AIM OF THE TASK
Pull out every line of the material below that contains the word "shirt". Case counts, so match capital and lowercase letters precisely.

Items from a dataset

□ □ □ □ □ □ □

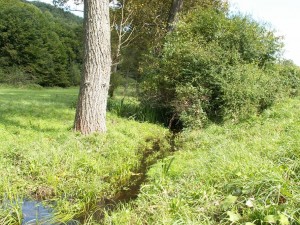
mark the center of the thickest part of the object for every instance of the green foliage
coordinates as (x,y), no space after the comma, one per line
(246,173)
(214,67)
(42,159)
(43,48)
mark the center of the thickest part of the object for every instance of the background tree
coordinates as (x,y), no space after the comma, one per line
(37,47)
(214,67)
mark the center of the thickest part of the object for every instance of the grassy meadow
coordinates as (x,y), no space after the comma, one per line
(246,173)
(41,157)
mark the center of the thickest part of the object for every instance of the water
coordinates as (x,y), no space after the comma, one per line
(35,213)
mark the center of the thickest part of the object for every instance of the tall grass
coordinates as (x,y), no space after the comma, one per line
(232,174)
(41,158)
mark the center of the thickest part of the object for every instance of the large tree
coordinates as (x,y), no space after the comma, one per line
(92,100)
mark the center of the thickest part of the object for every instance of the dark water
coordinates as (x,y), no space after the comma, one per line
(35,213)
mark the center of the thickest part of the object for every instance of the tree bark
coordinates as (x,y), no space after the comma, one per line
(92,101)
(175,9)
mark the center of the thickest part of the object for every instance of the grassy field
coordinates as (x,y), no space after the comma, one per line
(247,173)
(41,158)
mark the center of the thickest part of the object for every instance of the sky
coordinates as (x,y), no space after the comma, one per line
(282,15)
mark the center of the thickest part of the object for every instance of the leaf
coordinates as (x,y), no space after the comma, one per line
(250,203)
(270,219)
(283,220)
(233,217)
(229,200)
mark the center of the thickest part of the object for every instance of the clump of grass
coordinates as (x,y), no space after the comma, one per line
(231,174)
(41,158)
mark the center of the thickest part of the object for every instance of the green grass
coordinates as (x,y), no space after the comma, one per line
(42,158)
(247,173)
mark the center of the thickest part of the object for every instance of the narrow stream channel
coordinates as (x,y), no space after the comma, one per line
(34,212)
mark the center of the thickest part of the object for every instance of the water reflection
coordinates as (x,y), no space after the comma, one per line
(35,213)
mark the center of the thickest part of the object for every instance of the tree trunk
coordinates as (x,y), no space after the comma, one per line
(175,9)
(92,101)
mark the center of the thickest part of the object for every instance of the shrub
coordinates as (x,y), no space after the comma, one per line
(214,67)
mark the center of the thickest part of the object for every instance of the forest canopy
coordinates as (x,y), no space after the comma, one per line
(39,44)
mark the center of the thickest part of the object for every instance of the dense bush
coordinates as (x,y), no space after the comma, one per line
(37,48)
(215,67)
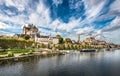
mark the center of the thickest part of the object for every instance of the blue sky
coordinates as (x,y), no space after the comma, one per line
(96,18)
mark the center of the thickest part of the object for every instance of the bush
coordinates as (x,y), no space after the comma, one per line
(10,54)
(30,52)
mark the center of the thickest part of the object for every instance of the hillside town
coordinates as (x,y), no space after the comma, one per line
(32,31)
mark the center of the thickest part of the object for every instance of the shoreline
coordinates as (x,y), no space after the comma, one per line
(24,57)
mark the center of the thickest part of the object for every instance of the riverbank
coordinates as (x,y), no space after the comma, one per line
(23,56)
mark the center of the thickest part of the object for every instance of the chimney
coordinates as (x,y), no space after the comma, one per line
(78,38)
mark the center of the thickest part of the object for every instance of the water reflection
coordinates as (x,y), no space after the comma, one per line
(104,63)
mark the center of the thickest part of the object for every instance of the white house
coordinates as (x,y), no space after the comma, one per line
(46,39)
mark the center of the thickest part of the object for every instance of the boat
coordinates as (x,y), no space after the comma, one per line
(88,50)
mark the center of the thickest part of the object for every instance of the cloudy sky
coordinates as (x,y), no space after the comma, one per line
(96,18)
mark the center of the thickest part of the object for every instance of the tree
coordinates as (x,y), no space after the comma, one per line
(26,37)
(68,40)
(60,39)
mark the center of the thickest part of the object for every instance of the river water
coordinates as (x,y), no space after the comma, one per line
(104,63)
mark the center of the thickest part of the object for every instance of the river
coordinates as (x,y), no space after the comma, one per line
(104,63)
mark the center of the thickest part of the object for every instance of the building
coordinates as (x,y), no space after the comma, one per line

□ □ □ □ □ □ □

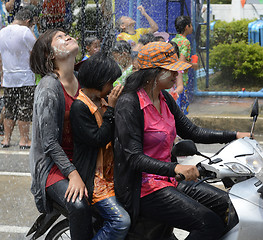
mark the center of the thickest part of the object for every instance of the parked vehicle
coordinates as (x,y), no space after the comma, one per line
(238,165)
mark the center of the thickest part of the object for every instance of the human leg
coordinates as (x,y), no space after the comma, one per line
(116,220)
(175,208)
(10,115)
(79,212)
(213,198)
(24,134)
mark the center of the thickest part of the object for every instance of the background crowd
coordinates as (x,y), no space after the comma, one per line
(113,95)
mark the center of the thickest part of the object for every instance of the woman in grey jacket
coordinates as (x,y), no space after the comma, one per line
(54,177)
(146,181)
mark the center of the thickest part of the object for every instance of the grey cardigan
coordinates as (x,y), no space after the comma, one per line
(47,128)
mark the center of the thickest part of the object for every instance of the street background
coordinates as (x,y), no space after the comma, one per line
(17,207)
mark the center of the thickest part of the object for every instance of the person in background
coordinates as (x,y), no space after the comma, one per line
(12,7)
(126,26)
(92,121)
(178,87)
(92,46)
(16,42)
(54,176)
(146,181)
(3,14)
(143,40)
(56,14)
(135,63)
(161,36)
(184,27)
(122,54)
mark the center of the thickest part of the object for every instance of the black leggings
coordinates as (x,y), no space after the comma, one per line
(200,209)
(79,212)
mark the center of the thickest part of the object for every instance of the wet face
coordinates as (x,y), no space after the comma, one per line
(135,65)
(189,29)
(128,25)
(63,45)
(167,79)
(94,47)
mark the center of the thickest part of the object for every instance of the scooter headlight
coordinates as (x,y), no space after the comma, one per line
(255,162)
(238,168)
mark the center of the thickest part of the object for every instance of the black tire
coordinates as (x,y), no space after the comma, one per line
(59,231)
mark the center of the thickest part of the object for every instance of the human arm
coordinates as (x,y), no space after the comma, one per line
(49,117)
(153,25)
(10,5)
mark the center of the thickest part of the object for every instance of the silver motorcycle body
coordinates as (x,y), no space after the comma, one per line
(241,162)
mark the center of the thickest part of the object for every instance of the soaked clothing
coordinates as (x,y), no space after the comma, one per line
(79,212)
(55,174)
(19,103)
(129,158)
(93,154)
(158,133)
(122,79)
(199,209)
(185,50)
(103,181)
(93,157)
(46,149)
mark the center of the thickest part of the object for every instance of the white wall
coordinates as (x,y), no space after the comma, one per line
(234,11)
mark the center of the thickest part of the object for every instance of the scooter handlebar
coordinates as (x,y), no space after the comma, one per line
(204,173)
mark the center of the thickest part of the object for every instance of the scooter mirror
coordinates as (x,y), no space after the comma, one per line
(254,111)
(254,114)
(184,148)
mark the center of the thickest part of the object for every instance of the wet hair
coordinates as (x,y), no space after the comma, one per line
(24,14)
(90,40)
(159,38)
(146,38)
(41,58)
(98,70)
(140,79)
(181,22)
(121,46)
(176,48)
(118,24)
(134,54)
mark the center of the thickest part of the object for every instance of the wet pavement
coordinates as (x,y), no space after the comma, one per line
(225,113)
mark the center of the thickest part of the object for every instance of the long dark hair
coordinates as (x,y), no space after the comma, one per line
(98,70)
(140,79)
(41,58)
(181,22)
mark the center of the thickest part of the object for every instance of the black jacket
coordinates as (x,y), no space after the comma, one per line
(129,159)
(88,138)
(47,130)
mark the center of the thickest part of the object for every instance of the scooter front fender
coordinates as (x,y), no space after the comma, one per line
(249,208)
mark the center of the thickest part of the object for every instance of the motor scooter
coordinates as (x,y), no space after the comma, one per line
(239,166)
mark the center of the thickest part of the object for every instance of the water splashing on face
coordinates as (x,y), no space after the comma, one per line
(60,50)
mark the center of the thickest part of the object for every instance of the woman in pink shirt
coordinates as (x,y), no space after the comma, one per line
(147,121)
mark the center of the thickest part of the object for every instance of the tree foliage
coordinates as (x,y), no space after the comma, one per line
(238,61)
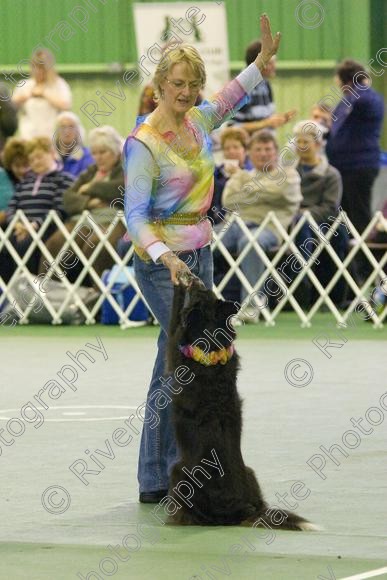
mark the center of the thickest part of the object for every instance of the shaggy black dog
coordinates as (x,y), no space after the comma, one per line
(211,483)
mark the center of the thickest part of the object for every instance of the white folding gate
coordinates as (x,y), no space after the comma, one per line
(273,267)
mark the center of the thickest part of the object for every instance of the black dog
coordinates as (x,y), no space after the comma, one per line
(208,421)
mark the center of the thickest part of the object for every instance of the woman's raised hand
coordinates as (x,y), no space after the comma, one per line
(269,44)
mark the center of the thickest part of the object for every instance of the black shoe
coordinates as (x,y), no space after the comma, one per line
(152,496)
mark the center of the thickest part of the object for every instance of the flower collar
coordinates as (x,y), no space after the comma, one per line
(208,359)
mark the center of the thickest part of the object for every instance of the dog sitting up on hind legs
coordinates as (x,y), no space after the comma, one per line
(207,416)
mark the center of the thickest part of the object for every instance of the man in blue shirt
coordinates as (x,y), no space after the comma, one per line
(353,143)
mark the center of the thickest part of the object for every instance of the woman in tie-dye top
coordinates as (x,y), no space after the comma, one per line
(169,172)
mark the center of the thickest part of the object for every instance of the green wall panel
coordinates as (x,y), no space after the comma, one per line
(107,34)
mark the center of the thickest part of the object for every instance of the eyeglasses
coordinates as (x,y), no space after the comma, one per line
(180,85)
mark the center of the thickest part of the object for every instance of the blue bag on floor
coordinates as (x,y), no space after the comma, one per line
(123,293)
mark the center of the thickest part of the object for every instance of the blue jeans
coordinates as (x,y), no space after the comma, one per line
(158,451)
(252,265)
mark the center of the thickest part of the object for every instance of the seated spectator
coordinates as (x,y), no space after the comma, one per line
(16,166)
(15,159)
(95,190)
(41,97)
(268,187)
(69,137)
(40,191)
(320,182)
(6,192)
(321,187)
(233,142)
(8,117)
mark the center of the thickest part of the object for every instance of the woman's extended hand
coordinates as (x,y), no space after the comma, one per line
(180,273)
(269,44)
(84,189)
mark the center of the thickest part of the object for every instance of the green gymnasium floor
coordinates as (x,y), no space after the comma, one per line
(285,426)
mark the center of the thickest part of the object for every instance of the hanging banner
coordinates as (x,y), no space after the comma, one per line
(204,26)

□ □ □ □ □ □ □

EXERCISE SOLUTION
mark the center of the thickest part of the object for every instance of the woman in pink shirt
mark the center of the thickest part of the object for every instance of the man in blue shirt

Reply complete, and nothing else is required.